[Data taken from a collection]
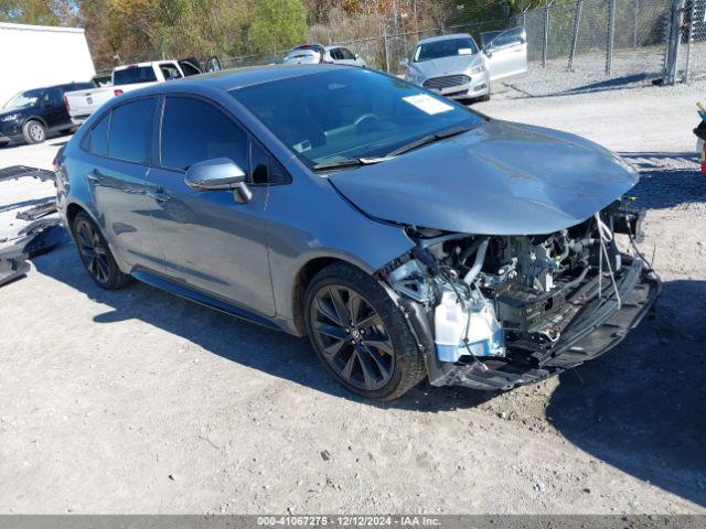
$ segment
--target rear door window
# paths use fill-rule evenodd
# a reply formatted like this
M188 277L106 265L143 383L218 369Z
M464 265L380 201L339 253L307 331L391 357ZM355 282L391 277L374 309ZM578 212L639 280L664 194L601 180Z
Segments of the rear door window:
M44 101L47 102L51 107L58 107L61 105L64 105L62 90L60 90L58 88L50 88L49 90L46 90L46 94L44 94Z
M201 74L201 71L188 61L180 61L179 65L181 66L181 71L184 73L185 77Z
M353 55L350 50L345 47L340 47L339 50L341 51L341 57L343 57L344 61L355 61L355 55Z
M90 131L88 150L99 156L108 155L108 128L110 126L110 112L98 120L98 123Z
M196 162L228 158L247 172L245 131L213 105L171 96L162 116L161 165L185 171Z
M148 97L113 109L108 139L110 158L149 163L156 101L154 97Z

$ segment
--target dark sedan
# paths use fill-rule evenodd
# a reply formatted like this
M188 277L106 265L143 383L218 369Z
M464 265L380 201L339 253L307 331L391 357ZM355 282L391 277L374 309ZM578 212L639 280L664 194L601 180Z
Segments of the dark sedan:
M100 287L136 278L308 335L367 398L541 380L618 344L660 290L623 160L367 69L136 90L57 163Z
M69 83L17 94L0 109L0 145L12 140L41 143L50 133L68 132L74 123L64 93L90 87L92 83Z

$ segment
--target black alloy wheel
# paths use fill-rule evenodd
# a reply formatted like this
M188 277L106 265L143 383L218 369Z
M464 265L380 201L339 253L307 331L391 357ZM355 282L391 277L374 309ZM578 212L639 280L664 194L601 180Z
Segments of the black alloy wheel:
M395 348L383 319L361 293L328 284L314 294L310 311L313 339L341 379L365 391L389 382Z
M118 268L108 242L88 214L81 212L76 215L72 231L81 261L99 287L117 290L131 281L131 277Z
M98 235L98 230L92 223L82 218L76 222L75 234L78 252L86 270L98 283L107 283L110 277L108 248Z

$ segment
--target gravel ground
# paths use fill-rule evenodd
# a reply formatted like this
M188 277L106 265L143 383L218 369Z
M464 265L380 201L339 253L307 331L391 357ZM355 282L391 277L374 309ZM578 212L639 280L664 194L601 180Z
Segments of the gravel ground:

What is being asked: Show each line of the material above that contains the string "door". Treat uppercase and lowercase as different.

Problem solution:
--target rear door window
Segments of the rear door window:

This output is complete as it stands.